ROSWELL, Ga. — From his home in the Atlanta metro area, Demaryius Thomas approached his final football decision with the same mindset that he had when running a route over the middle of the field or going one on one with a cornerback.
No regrets. No fear.
That was the motto his mother recited to him before some of the biggest moments of his life in the NFL, and those words would guide him through the most significant decision in his football career — the decision to move on from it.
As of Monday, Thomas has retired from professional football.
"It was a tough decision, a real tough decision," Thomas told DenverBroncos.com. "… Always as a kid or always when I did something, it was always [giving] my best to go and go and go. And football was my go. Every year I tried to get better and better, and I knew I was aging, of course. It was something tough, but I'm grateful I did 10, 11 years. I'm so grateful for that and now I can move on. I'm happy, I'm healthy. And now I can try to find my next itch."

- [Challenge 1]
Rewrite the paragraph in the article on Demaryius Thomas's retirement that begins "That was the motto" in one shorter sentence, keeping its main facts.
- [Challenge 2]
Reproduce a passage from the article on Demaryius Thomas's retirement word for word: begin at the words "ROSWELL, Ga. —" and stop after "from professional football.".
- [Challenge 3]
Carry on the article on Demaryius Thomas's retirement from the last sentence shown.

- [Stored data]
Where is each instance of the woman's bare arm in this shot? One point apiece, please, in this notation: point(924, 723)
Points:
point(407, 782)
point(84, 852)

- [Exercise output 1]
His mother recited the motto "No regrets. No fear." to him before some of his biggest NFL moments, and it guided him through his decision to leave football.

- [Exercise output 2]
ROSWELL, Ga. — From his home in the Atlanta metro area, Demaryius Thomas approached his final football decision with the same mindset that he had when running a route over the middle of the field or going one on one with a cornerback.
No regrets. No fear.
That was the motto his mother recited to him before some of the biggest moments of his life in the NFL, and those words would guide him through the most significant decision in his football career — the decision to move on from it.
As of Monday, Thomas has retired from professional football.

- [Exercise output 3]
Thomas' career hit just about every single high one can reasonably hope for. The 2010 first-round pick holds multiple team records. He's behind only Ring of Famer Rod Smith in most career receiving marks. He once set the Super Bowl record for receptions. He won five AFC West championships, two AFC title games and one Super Bowl. He was selected to five consecutive Pro Bowls, an achievement only three other players have done as Broncos. Simply put, Thomas is a practical lock for the Ring of Fame.
As the first receiver drafted in that 2010 class, Thomas arrived in Denver with boundless potential but a lot of work still to be done to fulfill it.
After recovering from a broken foot that he suffered during the draft process, Thomas made his debut for Denver during the second week of the season. With a team-leading eight receptions for 97 yards and a touchdown, Thomas had the third most productive first game by a receiver in team history.
It was a promising start, but his rookie season was soon derailed. He had just 14 more receptions the rest of the season, which ended early for him because of injuries.
The months that followed were no less rocky; he tore his Achilles tendon in February and then, after making a stunning recovery that would have allowed him to return early in the 2011 season, he broke a finger and missed more time.
Given all these hurdles, Thomas admits he faced some doubts about his future in the NFL.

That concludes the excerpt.